_TASKS TO COMPLETE_.
1. In the OpenTelemetry tracing page, which endpoint does the exporter fall back to when OTEL_EXPORTER_OTLP_ENDPOINT is not set?
2. Extend the OpenTelemetry tracing page, picking up right after its last line.

_PAGE EXTRACT_.
▼

DevOps & Scaling

OpenTelemetry Tracing for CAPTCHA Solving Pipelines

OpenTelemetry (OTel) gives you vendor-neutral distributed tracing. Instrument your CAPTCHA solving pipeline once, export traces to Jaeger, Zipkin, Datadog, or any OTel-compatible backend. See exactly where time is spent — API submission, polling, network latency.

Trace Structure

[Scrape Page]
  └── [Solve CAPTCHA]                    ← Parent span
        ├── [Submit Task]                ← HTTP POST to in.php
        ├── [Poll Result]               ← Repeated GET to res.php
        │     ├── [Poll Attempt 1]       ← CAPCHA_NOT_READY
        │     ├── [Poll Attempt 2]       ← CAPCHA_NOT_READY
        │     └── [Poll Attempt 3]       ← OK (solution)
        └── [Apply Token]               ← Inject into form

Python — OpenTelemetry Instrumentation

Setup

pip install opentelemetry-api opentelemetry-sdk \
    opentelemetry-exporter-otlp \
    opentelemetry-instrumentation-requests

Implementation

import os
import time
import requests
from opentelemetry import trace
from opentelemetry.sdk.trace import TracerProvider
from opentelemetry.sdk.trace.export import BatchSpanProcessor
from opentelemetry.exporter.otlp.proto.grpc.trace_exporter import (
    OTLPSpanExporter,
)
from opentelemetry.sdk.resources import Resource
from opentelemetry.instrumentation.requests import RequestsInstrumentor
from opentelemetry.trace import StatusCode

# Configure provider
resource = Resource.create({"service.name": "captcha-pipeline"})
provider = TracerProvider(resource=resource)

# Export to OTel Collector (or Jaeger/Zipkin directly)
exporter = OTLPSpanExporter(
    endpoint=os.environ.get("OTEL_EXPORTER_OTLP_ENDPOINT",
                            "http://localhost:4317")
)
provider.add_span_processor(BatchSpanProcessor(exporter))
trace.set_tracer_provider(provider)

# Auto-instrument requests library
RequestsInstrumentor().instrument()

tracer = trace.get_tracer("captchaai.solver")
API_KEY = os.environ["CAPTCHAAI_API_KEY"]
session = requests.Session()


def solve_captcha(sitekey, pageurl, captcha_type="recaptcha_v2"):
    """Solve a CAPTCHA with full OpenTelemetry tracing."""
    with tracer.start_as_current_span(
        "captcha.solve",
        attributes={
            "captcha.type": captcha_type,
            "captcha.target_url": pageurl,
        }
    ) as solve_span:

        # Submit phase
        with tracer.start_as_current_span("captcha.submit") as submit_span:
            resp = session.post("https://ocr.captchaai.com/in.php", data={
                "key": API_KEY,
                "method": "userrecaptcha",
                "googlekey": sitekey,
                "pageurl": pageurl,
                "json": 1
            })
            data = resp.json()
            submit_span.set_attribute("http.status_code", resp.status_code)

            if data.get("status") != 1:
                error = data.get("request", "UNKNOWN")

▲

_RECORDED INFORMATION_.
▼

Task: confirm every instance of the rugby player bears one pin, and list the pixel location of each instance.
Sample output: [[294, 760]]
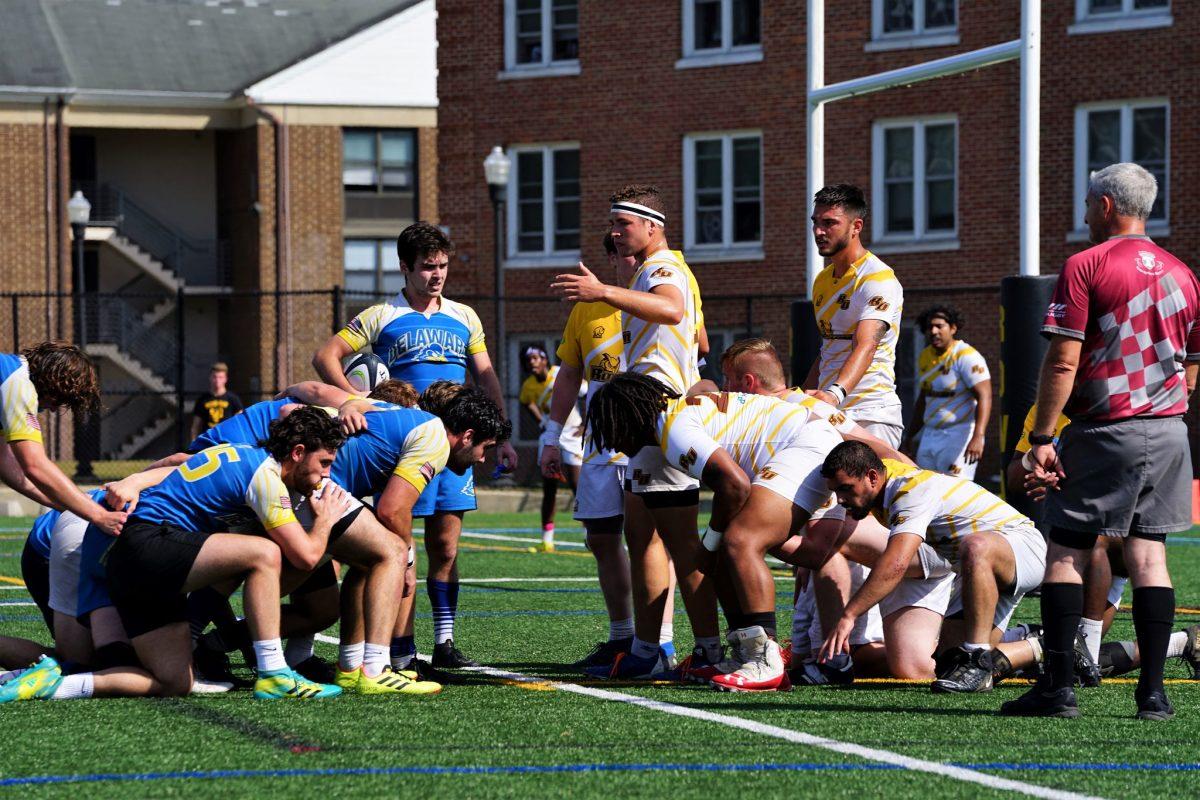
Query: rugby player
[[423, 337], [996, 555], [535, 396], [661, 319]]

▲

_SOLVED PROBLEMS_.
1. http://localhost:4317

2.
                submit_span.set_status(StatusCode.ERROR, error)
                submit_span.set_attribute("captcha.error", error)
                solve_span.set_status(StatusCode.ERROR, error)
                return {"error": error}

            captcha_id = data["request"]
            submit_span.set_attribute("captcha.id", captcha_id)
            solve_span.set_attribute("captcha.id", captcha_id)

        # Poll phase
        with tracer.start_as_current_span("captcha.poll") as poll_span:
            poll_count = 0
            poll_start = time.time()

            for _ in range(60):
                time.sleep(5)
                poll_count += 1

                with tracer.start_as_current_span(
                    f"captcha.poll.attempt",
                    attributes={"captcha.poll.number": poll_count}
                ) as attempt_span:
                    result = session.get(
                        "https://ocr.captchaai.com/res.php",
                        params={
                            "key": API_KEY,
                            "action": "get",
                            "id": captcha_id,
                            "json": 1
                        }
                    ).json()

                    if result.get("status") == 1:
                        attempt_span.set_attribute("captcha.poll.ready", True)
                        elapsed = time.time() - poll_start
                        poll_span.set_attribute("captcha.poll.count", poll_count)
                        poll_span.set_attribute(
                            "captcha.poll.duration_s", round(elapsed, 2)
                        )
                        solve_span.set_attribute(
                            "captcha.solve_time_s", round(elapsed, 2)
                        )
                        solve_span.set_status(StatusCode.OK)
                        return {
                            "solution": result["request"],
                            "elapsed": elapsed,
                            "polls": poll_count
                        }

                    if result.get("request") != "CAPCHA_NOT_READY":
                        error = result.get("request", "UNKNOWN")
                        attempt_span.set_status(StatusCode.ERROR, error)
                        poll_span.set_status(StatusCode.ERROR, error)
                        solve_span.set_status(StatusCode.ERROR, error)
                        return {"error": error}

                    attempt_span.set_attribute("captcha.poll.ready", False)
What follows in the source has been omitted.